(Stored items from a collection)
>>

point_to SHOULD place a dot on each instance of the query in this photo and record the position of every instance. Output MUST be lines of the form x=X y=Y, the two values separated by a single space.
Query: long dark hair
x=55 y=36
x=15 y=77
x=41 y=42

<<

### [Requirement]
An identical copy of the preceding records should be returned.

### [Response below]
point_to SHOULD place a dot on each instance of the query in this photo and record the position of every instance. Output MUST be lines of the form x=X y=Y, the two values separated by a single space.
Query: long dark hair
x=55 y=36
x=15 y=77
x=41 y=42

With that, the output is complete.